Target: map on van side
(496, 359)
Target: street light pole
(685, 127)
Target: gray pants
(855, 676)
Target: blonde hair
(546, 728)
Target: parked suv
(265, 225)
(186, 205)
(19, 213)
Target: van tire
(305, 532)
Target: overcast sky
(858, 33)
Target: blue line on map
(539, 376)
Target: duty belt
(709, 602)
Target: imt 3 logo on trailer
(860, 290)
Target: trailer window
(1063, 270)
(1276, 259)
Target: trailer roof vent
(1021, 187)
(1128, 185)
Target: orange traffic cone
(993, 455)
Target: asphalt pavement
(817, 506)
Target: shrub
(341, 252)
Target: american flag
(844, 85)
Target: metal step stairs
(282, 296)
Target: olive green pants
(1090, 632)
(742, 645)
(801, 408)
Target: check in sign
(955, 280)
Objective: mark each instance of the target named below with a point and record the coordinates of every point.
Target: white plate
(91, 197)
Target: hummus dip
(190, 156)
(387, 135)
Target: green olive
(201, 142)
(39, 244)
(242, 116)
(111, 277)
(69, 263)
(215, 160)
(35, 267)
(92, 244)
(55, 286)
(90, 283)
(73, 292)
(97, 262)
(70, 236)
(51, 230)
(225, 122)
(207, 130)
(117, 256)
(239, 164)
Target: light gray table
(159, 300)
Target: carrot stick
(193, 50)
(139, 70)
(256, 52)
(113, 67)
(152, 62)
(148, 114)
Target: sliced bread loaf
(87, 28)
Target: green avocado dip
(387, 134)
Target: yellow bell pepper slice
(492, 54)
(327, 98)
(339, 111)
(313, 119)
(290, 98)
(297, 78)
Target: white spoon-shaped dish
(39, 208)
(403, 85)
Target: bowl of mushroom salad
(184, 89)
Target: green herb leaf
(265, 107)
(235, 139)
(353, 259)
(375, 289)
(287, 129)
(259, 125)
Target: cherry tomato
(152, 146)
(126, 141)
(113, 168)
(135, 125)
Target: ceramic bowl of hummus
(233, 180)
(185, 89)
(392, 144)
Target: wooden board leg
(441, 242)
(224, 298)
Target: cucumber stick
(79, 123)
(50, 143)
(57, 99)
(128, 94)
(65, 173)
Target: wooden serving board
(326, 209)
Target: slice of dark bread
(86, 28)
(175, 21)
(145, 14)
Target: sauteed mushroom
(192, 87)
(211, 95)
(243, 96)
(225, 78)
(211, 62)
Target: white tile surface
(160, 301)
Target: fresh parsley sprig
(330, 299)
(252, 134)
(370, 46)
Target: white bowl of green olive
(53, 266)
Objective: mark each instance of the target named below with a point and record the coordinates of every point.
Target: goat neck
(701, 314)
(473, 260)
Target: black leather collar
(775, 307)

To do:
Please scale everything from the line containing "Target: green avocado dip" down to the end of the rows, repeating every line, requests included, with each point coordinate multiplied by 1.65 and rounded to a whole number, halves up. Leave the requests unchanged.

Solved problem:
Target: green avocado dip
(639, 221)
Target: yellow bell pepper slice
(812, 89)
(540, 162)
(559, 183)
(516, 196)
(479, 162)
(490, 129)
Target: white spoon-shaped dish
(64, 343)
(665, 140)
Target: bowl of mushroom salad
(304, 147)
Target: green herb leaf
(437, 177)
(388, 229)
(582, 427)
(619, 477)
(474, 213)
(427, 206)
Target: cherry tomato
(251, 241)
(208, 233)
(186, 277)
(223, 206)
Target: ceramic bowl of hummus
(384, 297)
(305, 147)
(647, 238)
Target: wooden board leg
(728, 399)
(370, 492)
Target: cucumber stick
(130, 203)
(83, 236)
(94, 163)
(211, 155)
(107, 285)
Target: wooden serving board
(538, 345)
Target: slice of dark bread
(142, 46)
(289, 35)
(239, 23)
Target: sauteed mushroom
(317, 144)
(348, 157)
(401, 158)
(371, 129)
(348, 102)
Target: white tile surface
(264, 497)
Target: fresh parsley sprig
(545, 493)
(416, 221)
(611, 76)
Target: white bowl of green olive
(87, 439)
Objective: mark each instance of the target named below with a point and record the coordinates of every point.
Target: goat neck
(1157, 518)
(780, 429)
Target: black leather collar
(1279, 507)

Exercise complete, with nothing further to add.